>> start
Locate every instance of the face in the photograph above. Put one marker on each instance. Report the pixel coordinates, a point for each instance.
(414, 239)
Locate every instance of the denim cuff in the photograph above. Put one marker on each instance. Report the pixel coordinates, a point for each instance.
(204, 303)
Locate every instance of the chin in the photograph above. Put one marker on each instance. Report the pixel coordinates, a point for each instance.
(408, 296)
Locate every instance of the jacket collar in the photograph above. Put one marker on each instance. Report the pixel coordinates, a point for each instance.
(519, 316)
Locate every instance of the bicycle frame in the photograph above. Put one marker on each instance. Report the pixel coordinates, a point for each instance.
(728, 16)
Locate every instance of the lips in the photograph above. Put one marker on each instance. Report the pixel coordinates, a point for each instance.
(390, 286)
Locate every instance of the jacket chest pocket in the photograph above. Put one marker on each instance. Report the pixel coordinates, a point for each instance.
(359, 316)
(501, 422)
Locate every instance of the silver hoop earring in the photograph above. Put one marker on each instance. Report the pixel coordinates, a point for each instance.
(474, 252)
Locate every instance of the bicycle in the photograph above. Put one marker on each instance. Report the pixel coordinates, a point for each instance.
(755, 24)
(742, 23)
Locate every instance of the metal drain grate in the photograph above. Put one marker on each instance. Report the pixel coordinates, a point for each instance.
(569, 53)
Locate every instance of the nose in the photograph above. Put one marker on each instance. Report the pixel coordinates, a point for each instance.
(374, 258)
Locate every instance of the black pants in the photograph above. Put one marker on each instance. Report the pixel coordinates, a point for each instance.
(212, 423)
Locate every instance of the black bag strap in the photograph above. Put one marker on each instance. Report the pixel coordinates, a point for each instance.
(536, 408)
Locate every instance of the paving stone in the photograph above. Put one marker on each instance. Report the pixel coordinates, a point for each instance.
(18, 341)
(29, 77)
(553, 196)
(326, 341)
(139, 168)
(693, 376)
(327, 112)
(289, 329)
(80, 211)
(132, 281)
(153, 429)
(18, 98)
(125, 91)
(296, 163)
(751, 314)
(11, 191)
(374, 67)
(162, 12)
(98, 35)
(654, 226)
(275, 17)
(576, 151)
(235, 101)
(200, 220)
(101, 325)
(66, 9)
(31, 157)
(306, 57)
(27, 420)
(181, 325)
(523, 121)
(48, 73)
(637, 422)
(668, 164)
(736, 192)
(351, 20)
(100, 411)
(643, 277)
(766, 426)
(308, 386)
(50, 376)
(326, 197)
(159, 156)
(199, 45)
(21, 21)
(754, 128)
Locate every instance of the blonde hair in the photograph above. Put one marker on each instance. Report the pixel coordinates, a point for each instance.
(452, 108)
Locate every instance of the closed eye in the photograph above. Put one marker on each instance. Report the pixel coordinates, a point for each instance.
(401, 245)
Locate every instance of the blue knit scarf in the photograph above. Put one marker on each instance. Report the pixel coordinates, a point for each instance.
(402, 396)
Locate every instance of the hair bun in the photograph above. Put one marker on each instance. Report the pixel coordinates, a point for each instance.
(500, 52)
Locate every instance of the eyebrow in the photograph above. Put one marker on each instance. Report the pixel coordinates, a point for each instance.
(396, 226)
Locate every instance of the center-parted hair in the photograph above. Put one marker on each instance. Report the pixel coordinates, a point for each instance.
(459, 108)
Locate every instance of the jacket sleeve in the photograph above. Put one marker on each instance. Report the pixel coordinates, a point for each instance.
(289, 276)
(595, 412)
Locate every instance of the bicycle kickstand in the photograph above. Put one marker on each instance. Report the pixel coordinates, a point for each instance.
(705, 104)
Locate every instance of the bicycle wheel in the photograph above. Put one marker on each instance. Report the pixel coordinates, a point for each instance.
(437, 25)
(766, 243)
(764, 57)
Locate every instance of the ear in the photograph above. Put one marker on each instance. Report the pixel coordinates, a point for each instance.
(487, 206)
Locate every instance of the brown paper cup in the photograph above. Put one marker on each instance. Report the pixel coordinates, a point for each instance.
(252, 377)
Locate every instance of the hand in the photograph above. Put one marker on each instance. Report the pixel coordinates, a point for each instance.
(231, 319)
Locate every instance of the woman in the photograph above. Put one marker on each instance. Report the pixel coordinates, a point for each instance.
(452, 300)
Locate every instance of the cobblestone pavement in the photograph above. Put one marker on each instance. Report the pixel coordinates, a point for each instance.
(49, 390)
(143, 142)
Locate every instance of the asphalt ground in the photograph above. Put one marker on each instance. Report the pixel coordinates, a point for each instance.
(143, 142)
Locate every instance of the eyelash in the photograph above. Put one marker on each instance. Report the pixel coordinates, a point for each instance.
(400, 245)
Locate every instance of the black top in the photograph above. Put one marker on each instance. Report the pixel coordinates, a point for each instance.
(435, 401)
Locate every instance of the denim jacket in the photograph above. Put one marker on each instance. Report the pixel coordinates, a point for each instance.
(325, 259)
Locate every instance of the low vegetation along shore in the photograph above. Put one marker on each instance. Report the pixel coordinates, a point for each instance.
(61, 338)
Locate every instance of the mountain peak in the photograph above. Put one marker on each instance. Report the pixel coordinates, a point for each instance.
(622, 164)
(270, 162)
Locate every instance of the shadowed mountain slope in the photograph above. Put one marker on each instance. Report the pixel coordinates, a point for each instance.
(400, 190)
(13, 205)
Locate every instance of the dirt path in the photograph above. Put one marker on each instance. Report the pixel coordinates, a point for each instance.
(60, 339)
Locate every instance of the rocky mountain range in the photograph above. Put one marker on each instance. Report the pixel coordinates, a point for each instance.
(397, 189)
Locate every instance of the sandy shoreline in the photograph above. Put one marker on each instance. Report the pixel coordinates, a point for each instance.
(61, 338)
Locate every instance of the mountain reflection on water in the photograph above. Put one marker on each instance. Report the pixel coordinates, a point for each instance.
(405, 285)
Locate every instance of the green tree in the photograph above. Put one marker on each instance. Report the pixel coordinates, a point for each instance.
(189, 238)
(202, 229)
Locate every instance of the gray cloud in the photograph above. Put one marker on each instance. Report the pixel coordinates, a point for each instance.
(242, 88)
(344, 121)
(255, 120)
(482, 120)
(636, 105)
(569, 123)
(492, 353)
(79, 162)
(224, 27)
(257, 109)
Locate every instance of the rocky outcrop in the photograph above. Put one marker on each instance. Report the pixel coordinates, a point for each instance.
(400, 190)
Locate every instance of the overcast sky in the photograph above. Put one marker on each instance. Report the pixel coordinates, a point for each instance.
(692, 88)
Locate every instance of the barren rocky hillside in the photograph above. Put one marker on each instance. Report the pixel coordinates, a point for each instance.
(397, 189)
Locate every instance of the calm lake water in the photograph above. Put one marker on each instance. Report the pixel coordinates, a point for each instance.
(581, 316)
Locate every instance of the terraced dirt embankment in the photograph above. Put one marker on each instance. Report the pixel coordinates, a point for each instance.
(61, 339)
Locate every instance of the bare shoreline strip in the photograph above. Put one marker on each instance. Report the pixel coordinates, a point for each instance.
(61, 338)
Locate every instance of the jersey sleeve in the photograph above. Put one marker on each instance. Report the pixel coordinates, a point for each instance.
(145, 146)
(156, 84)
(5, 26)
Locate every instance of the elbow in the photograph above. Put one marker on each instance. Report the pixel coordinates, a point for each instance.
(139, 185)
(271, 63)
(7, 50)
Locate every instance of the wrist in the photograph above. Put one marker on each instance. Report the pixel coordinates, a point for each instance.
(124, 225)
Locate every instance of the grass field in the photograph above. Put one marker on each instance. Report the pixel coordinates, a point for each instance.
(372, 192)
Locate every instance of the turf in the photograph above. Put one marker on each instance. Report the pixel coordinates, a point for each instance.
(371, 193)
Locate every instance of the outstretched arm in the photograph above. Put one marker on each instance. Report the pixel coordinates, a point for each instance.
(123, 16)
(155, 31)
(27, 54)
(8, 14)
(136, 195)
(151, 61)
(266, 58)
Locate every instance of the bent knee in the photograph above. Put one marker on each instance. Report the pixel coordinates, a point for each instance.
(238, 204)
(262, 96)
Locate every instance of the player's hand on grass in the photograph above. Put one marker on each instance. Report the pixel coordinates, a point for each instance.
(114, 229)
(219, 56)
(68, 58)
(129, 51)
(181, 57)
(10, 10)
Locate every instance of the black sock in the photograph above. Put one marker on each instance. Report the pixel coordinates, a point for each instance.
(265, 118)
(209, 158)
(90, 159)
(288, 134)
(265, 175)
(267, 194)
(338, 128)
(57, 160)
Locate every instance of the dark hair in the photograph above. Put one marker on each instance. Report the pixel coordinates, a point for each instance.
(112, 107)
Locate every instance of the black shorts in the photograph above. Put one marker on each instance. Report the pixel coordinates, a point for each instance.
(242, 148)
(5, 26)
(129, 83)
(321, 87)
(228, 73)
>> end
EXERCISE GOAL:
Pull out every line from the one with "Locate every instance of the outstretched" to the end of the listing, and output only those.

RESULT OF THIS EXERCISE:
Locate every instance of the outstretched arm in the photograph above. Put one marker on each instance. Report the pixel coordinates, a point for each instance.
(123, 16)
(155, 31)
(27, 54)
(8, 14)
(136, 195)
(151, 61)
(266, 58)
Locate every instance of the bent knee in the photograph above. Put one marker on each instance. Report the pixel coordinates, a point for each instance.
(238, 204)
(262, 96)
Locate every instance of the player's hand on grass in the photograph above. Put one marker on each instance. Report the pixel coordinates, a point for each instance.
(114, 229)
(219, 56)
(68, 58)
(129, 51)
(181, 57)
(10, 10)
Locate every instance of the black sock in the photograph above. Put one marker on each instance. Report the pixel coordinates, a point for each instance.
(265, 118)
(209, 158)
(90, 159)
(288, 134)
(265, 175)
(267, 194)
(338, 128)
(57, 160)
Locate every instance of the dark hair in the photograph above. Put one marker on each instance. Report the pixel coordinates, a point for each instance.
(112, 107)
Locate every instance of the black shorts in the photograph above. Put one marker on each instance. Report the pixel coordinates, a point for each instance.
(242, 148)
(5, 26)
(129, 83)
(321, 87)
(228, 73)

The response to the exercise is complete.